* EXERCISES:
1 > According to the text on clopidogrel, why did Apotex withdraw its September 2007 application for listing on the Pharmaceutical Benefits Scheme?
2 > Based on the text on clopidogrel, state whether each statement agrees with the text, answering yes or no and quoting the deciding words: (a) Apotex began proceedings to revoke Sanofi's Australian patent in August 2007. (b) Through the Pharmaceutical Benefits Scheme, the Commonwealth government subsidizes the price of drugs in Australia. (c) An application made in the December round would be for listing on the PBS from 1 January 2008.

* TEXT SEGMENT:
——————

Clopidogrel is a medication which can be used to inhibit blood clotting. Sanofi (then called Sanofi-Aventis) had patents protecting it around the world and had generated over US$1 billion in revenues. Sales in Australia being under Sanofi’s Plavix trade mark and BMS’ Iscover trade mark.

In August 2007, Apotex commenced proceedings for the revocation of Sanofi’s Australian patent.[1] Shortly after, Apotex also obtained registration of its generic version of clopidogrel on the Australian Register of Therapeutic Goods. In September 2007, it then applied for listing of its generic clopidogrel in the Pharmaceutical Benefits Scheme (PBS), through which the Commonwealth government subsidises the price of drugs in Australia.

As it missed the cut off date for the next round of listings in the PBS, it withdrew that application with the intention of making a further application before the next round closed on 1 December 2007. An application made in the December round would be for listing on the PBS from 1 April 2008.

——————

* LISTED RECORDS:
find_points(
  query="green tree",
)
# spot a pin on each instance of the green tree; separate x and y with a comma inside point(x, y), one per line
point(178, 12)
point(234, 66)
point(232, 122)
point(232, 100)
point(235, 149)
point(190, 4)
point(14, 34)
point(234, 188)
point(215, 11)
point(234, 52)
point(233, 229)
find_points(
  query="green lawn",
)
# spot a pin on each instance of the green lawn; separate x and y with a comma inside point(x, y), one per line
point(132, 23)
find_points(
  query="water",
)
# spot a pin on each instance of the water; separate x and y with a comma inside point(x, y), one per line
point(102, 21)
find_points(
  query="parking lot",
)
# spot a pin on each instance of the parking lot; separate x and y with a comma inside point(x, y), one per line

——————

* EXERCISE RESPONSES:
1 > Apotex withdrew the application because it had missed the cut-off date for the next round of listings on the PBS. It intended to make a further application before the next round closed on 1 December 2007.

2 >
(a) Yes: "In August 2007, Apotex commenced proceedings for the revocation of Sanofi’s Australian patent."
(b) Yes: "through which the Commonwealth government subsidises the price of drugs in Australia."
(c) No: "An application made in the December round would be for listing on the PBS from 1 April 2008."